Copy the records from the line containing "Where can the rocky" through the line containing "<point>521,31</point>", and change "leafy shrub" to "green bush" in those lines. Keep everything else the same and give only those lines.

### Information given

..........

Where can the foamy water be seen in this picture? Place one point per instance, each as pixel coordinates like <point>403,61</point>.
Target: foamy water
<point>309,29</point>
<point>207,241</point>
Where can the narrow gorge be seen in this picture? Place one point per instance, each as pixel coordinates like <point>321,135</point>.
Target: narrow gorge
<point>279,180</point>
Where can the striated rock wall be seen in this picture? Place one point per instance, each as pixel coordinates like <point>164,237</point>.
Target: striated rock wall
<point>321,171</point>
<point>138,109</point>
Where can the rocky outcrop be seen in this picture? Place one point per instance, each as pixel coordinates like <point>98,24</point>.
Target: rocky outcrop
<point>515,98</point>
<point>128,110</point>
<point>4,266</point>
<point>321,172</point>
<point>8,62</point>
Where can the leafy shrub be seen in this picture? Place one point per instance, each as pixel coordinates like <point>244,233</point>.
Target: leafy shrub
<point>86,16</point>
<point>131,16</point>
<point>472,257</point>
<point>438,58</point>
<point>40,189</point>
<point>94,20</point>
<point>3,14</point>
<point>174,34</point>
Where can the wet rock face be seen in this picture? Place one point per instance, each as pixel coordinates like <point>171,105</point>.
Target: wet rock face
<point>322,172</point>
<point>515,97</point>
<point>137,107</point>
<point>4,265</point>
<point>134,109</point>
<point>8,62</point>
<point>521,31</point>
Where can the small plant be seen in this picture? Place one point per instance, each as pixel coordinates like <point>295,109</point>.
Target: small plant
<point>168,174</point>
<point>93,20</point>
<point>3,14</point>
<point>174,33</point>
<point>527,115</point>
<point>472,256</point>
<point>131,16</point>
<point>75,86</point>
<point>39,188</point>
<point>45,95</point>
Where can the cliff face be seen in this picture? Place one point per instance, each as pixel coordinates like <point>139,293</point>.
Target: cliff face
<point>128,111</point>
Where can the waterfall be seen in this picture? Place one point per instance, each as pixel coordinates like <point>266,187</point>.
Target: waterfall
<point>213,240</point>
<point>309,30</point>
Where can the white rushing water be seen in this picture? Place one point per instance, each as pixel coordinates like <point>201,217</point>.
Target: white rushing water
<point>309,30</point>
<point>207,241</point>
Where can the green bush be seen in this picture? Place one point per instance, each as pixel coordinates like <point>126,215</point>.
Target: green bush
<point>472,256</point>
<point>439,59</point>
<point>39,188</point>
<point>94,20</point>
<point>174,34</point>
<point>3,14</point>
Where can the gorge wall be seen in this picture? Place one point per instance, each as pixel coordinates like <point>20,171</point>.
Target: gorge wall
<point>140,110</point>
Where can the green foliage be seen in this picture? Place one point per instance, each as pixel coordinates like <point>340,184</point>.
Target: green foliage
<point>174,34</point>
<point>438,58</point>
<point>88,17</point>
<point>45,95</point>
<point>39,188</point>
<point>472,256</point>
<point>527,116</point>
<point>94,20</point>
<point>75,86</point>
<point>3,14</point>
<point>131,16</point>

..........

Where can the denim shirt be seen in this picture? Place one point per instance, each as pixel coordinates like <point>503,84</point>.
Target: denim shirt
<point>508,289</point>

..........

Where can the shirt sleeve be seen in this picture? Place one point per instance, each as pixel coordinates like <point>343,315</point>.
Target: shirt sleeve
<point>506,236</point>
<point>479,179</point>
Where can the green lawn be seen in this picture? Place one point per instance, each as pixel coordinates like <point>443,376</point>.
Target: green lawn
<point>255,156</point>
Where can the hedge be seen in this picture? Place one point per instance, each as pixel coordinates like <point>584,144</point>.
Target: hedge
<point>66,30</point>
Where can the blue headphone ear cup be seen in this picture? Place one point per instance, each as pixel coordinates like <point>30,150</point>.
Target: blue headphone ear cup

..........

### Solution below
Where can the rocky outcrop be seen in this picture? Place one point per instance, each as pixel coordinates like <point>98,24</point>.
Target: rocky outcrop
<point>515,98</point>
<point>128,110</point>
<point>4,266</point>
<point>321,172</point>
<point>8,62</point>
Where can the green bush be seen in this picture? Place one point per instance, each as pixel coordinates like <point>244,233</point>.
Target: green bush
<point>86,16</point>
<point>131,16</point>
<point>472,257</point>
<point>438,58</point>
<point>40,189</point>
<point>94,20</point>
<point>3,14</point>
<point>174,34</point>
Where can the wet rock face be seen in this picture? Place one point per instance, each as pixel coordinates like <point>171,105</point>.
Target: wet rock face
<point>322,172</point>
<point>515,97</point>
<point>137,107</point>
<point>4,265</point>
<point>134,109</point>
<point>8,62</point>
<point>521,31</point>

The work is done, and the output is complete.